BRIEF 1: According to the hospital-stay post, which items are not supplied when you go to a public hospital?
BRIEF 2: Retype part of the hospital-stay post, beginning at the words "Other unintentional research?" and stopping after "sometimes can't wait.".
BRIEF 3: Summarize the hospital-stay post in two sentences.

SUPPLIED TEXT START

You can tell when a writer is sick because if they are really, truly sick, they not only can't write, but they can't read either.
Imagine being stuck in a hospital bed for 3 days with nothing to do but stare at the wall. Perfect time to read and relax. Except my brain was mush, and the last thing I was capable of was creativity. Pity. I could've read at least one novel, or written a good 5000 words. Instead I lay there (with holes in me that connected to tubes with drips and medication) and did nothing. Well, I have to admit I did "listen" to dozens of conversations. Not eavesdrop, because it wasn't deliberate, but I was in an open ward where the only thing between me and all the others was a curtain. And voices carried quite clearly. Nothing I think I'd ever use in a story or novel, but impressions and emotions, and some funny incidents. Grist to the mill, as a writer friend said to me.
Other unintentional research? I got to ride in an ambulance, and see bunches of trainee doctors trailing around after the surgeon on rounds, just like on TV, and hear lots of medical terminology being used.
I also discovered that when you disappear unexpectedly for three days, all those things you had scheduled are suddenly up in the air. Discussing final editing/proofreading of your new book from your hospital bed is difficult. Deadlines sometimes can't wait.
If you ever have to rush off to hospital (public, not private), don't forget your toothbrush and toothpaste. It's not supplied. Not being able to brush my teeth was horribly disgusting, and it was the first thing I did (twice) when I was finally allowed to come home. And then I went looking for a good book to read.

SUPPLIED TEXT END
RECORDED INFORMATION START

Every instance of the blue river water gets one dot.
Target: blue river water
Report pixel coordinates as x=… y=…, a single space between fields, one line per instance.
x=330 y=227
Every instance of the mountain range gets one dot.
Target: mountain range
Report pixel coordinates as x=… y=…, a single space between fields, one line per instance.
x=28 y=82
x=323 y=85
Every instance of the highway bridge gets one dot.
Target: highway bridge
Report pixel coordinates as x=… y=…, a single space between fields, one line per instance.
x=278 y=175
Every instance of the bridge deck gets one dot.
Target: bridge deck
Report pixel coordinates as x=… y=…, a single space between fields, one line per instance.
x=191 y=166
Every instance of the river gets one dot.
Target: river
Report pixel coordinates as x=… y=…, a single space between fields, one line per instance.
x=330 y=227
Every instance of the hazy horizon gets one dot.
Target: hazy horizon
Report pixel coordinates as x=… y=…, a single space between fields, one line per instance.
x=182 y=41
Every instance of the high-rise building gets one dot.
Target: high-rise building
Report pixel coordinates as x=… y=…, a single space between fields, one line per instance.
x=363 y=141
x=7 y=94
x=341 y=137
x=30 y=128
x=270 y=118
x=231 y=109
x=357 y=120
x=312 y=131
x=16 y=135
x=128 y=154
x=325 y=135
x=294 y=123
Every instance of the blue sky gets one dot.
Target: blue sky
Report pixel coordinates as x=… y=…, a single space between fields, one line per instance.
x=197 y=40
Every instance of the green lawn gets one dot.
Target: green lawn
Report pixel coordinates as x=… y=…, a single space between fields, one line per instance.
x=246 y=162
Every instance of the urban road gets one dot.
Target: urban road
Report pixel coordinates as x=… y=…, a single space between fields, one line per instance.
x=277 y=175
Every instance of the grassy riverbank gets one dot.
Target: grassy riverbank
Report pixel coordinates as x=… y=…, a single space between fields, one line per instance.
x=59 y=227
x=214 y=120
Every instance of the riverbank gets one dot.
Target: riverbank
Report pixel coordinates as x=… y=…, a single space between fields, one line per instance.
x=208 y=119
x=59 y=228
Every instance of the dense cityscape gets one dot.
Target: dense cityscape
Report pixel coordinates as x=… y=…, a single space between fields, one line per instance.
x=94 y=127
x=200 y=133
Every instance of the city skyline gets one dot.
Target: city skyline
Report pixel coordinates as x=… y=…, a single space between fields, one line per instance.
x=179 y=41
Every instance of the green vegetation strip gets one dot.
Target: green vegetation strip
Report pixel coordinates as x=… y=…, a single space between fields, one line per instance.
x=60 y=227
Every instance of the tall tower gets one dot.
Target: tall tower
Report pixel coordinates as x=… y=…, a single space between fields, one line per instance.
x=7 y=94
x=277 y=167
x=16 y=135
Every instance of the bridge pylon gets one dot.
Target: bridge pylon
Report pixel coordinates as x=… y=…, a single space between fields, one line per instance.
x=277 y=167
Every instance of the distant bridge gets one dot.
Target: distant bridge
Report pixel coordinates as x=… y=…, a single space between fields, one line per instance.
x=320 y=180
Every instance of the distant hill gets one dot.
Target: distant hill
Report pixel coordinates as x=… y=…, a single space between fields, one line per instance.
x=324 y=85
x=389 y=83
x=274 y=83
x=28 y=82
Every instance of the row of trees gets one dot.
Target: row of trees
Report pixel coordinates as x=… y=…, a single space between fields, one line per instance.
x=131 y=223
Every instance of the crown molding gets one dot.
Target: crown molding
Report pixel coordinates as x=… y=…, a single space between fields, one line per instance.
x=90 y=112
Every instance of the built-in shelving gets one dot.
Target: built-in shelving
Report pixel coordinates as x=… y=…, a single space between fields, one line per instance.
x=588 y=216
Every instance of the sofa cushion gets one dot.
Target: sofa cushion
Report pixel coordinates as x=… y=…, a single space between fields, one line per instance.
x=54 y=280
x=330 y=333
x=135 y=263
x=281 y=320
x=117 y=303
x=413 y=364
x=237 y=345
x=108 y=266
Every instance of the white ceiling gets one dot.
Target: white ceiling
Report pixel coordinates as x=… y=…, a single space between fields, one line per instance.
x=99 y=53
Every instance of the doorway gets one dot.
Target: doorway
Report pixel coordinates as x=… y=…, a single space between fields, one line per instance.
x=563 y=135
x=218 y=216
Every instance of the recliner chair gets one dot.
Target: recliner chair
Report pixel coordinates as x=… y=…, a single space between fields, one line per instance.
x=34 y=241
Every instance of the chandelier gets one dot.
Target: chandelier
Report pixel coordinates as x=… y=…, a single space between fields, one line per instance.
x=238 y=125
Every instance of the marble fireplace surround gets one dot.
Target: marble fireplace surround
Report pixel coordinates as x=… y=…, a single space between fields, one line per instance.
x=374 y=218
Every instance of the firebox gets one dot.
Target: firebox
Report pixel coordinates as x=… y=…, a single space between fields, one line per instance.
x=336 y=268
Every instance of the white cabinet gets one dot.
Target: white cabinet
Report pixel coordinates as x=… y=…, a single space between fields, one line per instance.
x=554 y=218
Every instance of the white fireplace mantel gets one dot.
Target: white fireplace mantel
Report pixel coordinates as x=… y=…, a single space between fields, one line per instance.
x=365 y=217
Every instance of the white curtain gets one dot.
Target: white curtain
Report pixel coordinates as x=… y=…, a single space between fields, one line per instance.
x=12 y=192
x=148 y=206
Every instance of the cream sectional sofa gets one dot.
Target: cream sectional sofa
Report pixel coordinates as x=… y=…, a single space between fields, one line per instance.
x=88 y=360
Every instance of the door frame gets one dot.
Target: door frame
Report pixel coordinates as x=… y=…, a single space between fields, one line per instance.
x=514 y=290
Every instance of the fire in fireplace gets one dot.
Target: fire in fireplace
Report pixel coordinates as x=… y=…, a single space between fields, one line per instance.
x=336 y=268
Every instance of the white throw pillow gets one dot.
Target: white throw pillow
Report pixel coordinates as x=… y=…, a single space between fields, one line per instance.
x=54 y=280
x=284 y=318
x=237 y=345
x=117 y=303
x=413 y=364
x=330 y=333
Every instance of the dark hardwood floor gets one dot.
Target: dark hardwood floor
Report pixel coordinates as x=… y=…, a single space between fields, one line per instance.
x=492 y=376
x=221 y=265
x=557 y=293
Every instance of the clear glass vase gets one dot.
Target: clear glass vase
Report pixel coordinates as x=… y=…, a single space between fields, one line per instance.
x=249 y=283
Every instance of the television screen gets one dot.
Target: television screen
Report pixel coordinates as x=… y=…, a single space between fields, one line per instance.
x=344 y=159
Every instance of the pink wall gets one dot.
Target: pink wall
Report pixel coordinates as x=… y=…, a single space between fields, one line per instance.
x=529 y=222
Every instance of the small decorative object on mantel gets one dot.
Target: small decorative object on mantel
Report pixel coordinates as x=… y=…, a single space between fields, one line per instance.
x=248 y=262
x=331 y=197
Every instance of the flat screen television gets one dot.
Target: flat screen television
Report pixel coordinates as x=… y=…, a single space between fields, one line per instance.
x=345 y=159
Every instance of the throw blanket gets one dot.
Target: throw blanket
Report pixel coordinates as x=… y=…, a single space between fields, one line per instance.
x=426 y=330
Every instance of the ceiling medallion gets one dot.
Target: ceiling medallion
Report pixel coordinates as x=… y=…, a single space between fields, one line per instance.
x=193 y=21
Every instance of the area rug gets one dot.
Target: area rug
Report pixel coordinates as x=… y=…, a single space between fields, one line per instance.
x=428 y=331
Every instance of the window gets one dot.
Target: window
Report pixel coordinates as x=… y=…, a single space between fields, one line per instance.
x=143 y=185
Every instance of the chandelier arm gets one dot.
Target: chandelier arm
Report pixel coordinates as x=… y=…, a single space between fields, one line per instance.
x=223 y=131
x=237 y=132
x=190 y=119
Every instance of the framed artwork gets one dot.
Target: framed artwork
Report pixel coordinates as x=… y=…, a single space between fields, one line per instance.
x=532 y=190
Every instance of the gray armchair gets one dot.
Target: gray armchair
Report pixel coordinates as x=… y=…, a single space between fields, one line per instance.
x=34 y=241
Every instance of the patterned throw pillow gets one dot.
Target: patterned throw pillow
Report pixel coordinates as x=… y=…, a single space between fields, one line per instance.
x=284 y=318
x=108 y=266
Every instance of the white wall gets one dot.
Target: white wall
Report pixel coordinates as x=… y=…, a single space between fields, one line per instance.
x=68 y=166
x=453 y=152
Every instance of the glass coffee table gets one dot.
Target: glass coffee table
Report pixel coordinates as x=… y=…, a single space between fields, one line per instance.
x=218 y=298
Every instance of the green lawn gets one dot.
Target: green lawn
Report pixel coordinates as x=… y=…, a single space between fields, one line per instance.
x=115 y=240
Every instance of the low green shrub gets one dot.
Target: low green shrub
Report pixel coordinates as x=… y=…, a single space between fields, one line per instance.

RECORDED INFORMATION END

SOLUTION 1: A toothbrush and toothpaste.

SOLUTION 2:
Other unintentional research? I got to ride in an ambulance, and see bunches of trainee doctors trailing around after the surgeon on rounds, just like on TV, and hear lots of medical terminology being used.
I also discovered that when you disappear unexpectedly for three days, all those things you had scheduled are suddenly up in the air. Discussing final editing/proofreading of your new book from your hospital bed is difficult. Deadlines sometimes can't wait.

SOLUTION 3: During three days in a hospital bed, the writer was too sick to read or write but overheard conversations in an open ward and experienced an ambulance ride, trainee doctors on rounds, and medical terminology. The unexpected stay also upset scheduled work such as the final editing of a new book, and the writer advises bringing a toothbrush and toothpaste to a public hospital because they are not supplied.